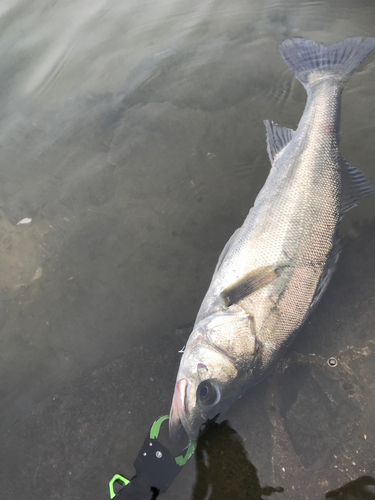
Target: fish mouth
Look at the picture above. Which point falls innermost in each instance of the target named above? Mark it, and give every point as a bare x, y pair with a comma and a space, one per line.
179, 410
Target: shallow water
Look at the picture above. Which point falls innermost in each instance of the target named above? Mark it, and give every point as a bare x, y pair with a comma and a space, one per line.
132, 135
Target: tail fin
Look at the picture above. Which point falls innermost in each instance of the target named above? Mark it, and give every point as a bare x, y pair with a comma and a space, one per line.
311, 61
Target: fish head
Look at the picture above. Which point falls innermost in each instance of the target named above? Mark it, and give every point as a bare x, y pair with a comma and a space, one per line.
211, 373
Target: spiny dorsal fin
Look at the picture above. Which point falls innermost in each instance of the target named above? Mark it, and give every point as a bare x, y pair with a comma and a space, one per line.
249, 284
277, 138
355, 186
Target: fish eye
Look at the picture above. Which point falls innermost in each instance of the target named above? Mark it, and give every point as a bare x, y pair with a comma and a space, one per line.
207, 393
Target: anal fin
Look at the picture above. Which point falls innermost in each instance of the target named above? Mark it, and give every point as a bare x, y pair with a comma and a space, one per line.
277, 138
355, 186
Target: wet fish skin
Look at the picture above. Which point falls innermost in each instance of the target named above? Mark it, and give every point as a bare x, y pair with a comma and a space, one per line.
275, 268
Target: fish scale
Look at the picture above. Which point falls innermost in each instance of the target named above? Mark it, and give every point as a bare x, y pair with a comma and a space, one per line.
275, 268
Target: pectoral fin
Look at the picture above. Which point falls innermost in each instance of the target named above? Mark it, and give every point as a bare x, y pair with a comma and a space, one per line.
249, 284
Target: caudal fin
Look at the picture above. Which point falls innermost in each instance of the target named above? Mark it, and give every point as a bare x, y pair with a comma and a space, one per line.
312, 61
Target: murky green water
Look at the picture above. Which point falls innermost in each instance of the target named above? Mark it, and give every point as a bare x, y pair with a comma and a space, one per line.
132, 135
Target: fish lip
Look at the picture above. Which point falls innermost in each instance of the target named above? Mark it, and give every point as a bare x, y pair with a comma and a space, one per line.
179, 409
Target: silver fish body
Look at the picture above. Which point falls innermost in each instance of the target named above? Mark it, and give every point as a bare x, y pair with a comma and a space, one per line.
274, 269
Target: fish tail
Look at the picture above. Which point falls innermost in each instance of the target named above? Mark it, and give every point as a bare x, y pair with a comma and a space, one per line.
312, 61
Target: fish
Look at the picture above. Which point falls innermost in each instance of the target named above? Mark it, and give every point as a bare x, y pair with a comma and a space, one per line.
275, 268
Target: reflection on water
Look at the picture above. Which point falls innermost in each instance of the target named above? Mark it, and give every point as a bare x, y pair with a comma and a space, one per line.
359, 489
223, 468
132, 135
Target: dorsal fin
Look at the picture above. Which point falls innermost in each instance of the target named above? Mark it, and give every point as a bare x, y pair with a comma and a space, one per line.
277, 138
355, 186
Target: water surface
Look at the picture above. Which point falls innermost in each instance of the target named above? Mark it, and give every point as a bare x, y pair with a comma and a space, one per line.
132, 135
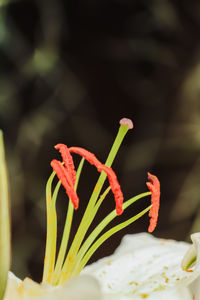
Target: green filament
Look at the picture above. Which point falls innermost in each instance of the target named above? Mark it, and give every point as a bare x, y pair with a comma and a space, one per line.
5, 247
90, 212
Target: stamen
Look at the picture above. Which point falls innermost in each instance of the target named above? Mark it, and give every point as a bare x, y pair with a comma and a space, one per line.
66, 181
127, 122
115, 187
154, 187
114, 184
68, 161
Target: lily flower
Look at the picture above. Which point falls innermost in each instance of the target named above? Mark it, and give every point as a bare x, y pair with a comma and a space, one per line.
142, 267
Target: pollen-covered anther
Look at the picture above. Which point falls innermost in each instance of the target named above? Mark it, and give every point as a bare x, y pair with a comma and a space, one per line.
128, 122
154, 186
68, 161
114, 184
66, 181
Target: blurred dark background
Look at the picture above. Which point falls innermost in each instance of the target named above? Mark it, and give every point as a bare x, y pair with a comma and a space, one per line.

# # # #

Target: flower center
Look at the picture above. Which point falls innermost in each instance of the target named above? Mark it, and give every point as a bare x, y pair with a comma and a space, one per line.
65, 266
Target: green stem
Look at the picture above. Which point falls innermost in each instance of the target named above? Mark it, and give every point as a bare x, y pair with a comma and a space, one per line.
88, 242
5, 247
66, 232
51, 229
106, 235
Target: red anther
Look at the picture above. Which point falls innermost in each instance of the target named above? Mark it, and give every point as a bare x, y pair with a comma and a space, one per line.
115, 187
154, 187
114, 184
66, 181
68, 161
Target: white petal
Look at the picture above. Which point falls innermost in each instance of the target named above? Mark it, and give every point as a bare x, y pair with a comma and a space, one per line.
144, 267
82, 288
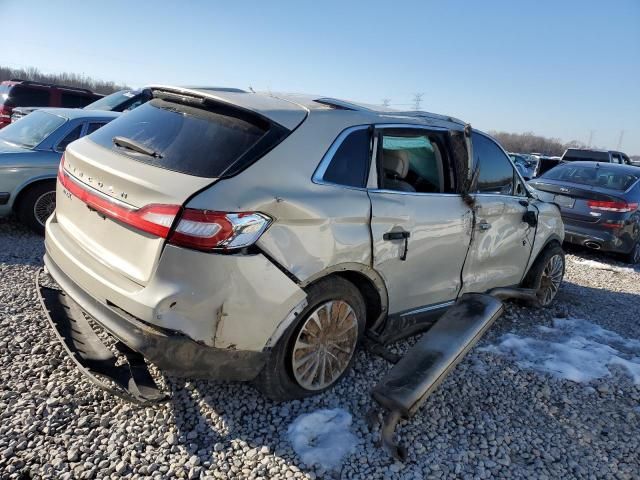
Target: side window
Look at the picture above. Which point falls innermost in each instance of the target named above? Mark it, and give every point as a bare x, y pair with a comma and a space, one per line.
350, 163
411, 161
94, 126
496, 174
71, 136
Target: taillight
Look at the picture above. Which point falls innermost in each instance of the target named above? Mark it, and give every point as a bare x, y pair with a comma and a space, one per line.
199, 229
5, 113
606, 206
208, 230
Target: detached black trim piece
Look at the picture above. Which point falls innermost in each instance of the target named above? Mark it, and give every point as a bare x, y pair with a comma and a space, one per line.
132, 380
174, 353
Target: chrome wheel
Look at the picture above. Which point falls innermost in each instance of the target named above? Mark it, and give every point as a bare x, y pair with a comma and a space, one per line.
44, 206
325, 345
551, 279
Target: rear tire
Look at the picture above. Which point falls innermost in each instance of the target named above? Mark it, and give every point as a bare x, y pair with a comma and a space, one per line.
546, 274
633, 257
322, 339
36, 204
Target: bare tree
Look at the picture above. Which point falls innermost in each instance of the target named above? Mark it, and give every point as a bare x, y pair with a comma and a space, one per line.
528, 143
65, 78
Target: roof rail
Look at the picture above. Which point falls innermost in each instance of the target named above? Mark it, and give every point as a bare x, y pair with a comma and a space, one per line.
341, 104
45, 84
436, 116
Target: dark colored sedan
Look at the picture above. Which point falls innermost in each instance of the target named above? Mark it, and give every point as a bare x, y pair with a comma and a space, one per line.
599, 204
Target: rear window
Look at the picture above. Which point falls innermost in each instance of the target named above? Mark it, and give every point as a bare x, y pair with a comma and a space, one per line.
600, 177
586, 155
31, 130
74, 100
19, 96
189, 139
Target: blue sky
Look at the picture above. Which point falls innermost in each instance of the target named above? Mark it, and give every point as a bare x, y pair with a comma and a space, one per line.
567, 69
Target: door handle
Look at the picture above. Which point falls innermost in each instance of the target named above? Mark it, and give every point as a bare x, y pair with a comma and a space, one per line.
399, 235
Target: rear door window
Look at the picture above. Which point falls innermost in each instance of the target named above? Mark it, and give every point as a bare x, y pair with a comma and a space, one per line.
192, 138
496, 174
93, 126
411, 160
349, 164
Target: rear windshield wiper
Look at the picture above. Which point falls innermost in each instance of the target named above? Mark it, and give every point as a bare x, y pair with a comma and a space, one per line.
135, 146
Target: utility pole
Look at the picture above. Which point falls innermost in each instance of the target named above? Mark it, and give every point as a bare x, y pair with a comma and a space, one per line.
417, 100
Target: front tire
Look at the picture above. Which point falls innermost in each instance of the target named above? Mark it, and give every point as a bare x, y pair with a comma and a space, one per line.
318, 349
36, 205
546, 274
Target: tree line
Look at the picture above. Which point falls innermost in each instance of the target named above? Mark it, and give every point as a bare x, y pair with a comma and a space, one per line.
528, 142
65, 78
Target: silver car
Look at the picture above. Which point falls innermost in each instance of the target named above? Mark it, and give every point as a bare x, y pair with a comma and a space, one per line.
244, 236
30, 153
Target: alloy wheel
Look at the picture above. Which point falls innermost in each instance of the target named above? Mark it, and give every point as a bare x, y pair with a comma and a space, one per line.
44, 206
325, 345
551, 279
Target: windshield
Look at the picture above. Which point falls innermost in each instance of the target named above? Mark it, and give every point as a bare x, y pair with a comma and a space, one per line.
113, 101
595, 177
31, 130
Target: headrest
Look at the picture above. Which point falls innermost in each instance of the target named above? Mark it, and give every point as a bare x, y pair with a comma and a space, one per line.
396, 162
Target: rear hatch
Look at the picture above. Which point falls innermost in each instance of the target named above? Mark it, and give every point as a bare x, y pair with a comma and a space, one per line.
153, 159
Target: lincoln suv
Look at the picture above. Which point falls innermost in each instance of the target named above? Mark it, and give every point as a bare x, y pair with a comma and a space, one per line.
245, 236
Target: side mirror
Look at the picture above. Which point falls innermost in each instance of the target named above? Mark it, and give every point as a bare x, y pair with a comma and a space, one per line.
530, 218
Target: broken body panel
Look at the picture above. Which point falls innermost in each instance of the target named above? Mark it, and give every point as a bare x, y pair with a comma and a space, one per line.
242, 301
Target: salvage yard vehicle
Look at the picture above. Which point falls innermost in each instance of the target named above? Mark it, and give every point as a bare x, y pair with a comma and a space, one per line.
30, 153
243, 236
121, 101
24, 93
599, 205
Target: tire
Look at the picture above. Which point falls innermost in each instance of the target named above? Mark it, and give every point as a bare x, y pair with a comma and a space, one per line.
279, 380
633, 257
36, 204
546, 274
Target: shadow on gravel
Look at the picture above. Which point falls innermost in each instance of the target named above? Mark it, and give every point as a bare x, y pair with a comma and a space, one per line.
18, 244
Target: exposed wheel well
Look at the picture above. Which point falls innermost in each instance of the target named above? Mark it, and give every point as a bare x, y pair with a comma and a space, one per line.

# # # #

- WHAT TO WORK ON
Tally the lines in the entries above that include the word "green", and reply with that number alone.

- PROBLEM SOLUTION
3